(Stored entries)
□ □ □ □ □ □ □
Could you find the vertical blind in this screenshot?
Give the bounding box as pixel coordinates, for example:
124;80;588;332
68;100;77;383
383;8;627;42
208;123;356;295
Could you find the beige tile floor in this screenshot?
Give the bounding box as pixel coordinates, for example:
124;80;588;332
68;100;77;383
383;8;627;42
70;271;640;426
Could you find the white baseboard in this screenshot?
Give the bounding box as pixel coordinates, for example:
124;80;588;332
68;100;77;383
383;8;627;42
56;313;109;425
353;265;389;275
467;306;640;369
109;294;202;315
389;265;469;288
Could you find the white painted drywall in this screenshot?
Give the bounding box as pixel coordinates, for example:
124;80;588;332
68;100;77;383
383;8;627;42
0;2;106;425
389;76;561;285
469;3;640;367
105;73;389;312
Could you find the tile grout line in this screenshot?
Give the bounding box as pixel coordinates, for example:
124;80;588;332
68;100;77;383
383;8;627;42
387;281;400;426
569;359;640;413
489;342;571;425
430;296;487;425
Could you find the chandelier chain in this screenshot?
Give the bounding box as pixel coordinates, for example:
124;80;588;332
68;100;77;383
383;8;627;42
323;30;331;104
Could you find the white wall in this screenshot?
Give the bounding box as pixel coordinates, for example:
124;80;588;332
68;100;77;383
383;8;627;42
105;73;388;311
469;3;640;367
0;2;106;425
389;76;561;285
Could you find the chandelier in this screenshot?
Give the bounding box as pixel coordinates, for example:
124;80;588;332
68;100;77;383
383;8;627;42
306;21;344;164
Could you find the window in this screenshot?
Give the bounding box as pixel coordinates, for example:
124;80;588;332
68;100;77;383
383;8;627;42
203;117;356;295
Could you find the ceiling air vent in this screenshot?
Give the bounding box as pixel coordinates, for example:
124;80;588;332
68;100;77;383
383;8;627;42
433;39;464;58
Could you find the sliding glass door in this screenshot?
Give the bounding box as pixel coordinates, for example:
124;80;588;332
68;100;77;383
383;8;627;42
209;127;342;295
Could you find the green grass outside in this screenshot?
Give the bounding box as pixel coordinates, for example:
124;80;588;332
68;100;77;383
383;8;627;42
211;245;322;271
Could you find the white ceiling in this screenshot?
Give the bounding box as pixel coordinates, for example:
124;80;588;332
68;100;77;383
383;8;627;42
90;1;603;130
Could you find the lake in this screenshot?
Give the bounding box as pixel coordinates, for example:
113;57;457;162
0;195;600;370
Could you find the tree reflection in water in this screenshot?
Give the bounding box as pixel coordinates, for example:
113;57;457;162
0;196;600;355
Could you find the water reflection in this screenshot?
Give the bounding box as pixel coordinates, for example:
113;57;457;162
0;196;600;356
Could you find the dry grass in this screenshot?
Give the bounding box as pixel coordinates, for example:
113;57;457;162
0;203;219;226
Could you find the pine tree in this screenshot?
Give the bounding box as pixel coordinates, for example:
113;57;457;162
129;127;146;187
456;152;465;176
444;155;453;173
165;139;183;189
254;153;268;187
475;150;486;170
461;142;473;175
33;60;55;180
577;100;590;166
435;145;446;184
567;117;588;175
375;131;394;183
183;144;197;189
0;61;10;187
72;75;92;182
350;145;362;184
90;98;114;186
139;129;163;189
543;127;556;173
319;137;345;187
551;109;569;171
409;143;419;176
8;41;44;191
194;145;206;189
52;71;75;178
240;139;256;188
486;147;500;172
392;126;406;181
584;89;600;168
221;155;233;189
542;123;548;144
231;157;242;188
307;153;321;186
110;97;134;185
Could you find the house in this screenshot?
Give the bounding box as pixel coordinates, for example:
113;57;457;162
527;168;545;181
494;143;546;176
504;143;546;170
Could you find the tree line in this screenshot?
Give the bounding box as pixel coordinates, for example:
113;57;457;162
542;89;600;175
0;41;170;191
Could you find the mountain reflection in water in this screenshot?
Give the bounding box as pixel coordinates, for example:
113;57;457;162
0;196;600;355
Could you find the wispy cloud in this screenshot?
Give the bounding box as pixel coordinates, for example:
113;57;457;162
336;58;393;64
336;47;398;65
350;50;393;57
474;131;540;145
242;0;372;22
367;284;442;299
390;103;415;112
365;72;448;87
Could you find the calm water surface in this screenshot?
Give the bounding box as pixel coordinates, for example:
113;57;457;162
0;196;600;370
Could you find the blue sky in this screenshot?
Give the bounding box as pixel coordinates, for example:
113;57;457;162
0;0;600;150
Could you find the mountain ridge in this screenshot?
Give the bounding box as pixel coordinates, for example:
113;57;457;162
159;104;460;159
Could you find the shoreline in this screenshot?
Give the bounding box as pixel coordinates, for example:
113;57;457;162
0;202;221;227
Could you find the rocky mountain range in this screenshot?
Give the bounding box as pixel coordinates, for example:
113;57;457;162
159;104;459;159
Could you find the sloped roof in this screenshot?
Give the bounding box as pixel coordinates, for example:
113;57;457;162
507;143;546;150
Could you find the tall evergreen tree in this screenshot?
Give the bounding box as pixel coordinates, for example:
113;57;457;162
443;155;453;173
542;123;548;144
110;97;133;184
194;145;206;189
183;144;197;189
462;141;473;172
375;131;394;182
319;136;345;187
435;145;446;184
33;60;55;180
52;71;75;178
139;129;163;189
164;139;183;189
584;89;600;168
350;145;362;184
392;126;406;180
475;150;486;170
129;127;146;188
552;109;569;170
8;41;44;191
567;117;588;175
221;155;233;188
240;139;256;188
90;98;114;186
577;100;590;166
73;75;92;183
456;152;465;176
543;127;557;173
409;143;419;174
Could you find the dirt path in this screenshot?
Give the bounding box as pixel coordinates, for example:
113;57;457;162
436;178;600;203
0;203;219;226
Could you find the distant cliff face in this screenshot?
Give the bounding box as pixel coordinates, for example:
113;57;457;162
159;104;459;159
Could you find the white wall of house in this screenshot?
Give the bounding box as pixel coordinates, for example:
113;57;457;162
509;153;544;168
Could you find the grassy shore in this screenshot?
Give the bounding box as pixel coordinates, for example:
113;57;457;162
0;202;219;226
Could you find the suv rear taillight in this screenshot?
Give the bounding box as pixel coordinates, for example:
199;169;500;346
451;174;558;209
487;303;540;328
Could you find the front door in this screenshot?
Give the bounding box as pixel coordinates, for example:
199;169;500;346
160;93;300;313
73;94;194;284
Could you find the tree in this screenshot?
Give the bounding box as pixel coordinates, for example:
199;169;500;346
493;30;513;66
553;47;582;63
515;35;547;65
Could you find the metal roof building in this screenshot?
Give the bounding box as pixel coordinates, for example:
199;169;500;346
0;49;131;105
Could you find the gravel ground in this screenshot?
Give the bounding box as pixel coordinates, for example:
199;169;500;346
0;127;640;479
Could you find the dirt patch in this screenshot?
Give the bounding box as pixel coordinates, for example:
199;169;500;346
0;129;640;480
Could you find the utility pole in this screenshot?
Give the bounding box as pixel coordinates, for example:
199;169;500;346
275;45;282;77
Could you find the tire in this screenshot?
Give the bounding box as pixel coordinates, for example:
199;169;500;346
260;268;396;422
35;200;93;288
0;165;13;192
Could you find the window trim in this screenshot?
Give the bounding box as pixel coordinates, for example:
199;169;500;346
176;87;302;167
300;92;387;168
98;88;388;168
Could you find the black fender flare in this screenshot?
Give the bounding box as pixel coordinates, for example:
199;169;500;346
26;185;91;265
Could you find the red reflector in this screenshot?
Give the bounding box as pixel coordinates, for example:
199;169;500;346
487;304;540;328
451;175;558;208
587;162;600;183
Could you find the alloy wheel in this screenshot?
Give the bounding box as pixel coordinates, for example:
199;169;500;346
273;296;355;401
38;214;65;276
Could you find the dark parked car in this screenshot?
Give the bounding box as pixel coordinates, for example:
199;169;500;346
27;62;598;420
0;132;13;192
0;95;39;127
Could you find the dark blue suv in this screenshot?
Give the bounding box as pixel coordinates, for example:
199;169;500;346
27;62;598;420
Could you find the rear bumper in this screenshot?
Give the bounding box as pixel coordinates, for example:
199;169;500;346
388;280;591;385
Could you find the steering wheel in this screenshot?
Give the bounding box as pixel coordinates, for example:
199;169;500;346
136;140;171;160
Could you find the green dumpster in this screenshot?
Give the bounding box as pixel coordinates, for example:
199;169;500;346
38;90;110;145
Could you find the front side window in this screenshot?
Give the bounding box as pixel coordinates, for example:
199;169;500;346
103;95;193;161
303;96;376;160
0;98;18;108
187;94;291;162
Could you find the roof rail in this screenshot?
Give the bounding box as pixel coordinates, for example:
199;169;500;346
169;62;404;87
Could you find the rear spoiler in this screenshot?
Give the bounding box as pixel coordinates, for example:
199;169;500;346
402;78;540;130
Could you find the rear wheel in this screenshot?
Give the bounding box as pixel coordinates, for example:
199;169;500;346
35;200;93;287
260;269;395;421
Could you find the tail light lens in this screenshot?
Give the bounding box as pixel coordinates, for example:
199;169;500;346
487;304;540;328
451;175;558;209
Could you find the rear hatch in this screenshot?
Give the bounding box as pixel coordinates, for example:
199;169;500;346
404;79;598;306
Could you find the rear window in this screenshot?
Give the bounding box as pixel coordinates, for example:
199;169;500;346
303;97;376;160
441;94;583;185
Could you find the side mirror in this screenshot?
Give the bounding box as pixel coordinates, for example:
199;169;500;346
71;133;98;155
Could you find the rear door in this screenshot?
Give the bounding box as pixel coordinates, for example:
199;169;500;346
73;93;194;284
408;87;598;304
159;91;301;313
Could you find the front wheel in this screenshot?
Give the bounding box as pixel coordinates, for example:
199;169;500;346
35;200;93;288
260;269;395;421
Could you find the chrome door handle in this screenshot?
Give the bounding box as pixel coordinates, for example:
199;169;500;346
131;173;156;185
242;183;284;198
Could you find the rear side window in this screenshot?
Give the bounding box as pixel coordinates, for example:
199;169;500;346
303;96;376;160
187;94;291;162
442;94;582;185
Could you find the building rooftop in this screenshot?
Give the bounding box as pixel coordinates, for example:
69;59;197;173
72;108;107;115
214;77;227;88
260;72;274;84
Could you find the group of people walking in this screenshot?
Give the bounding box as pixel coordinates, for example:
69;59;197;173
□ □ □ □ □ □ □
- [PROBLEM DETAILS]: Write out the material again, starting at the line with "Could you find the dirt patch" and ending at the line with "0;165;13;192". Switch "utility pole" to "telephone pole" and keep everything else as it is.

- [COMPLETED TASK]:
Could you find the dirt patch in this screenshot?
Give the bounding box as pixel coordinates, for example:
199;169;500;346
0;129;640;480
Could you find the telephone pole in this screenshot?
Give the bounding box as pixel coordinates, for example:
199;169;500;346
275;45;282;77
Could you find the tire in this screenshot?
Give the bounding box as pixel coordinates, for example:
199;169;500;346
260;268;396;422
35;200;93;288
0;165;13;192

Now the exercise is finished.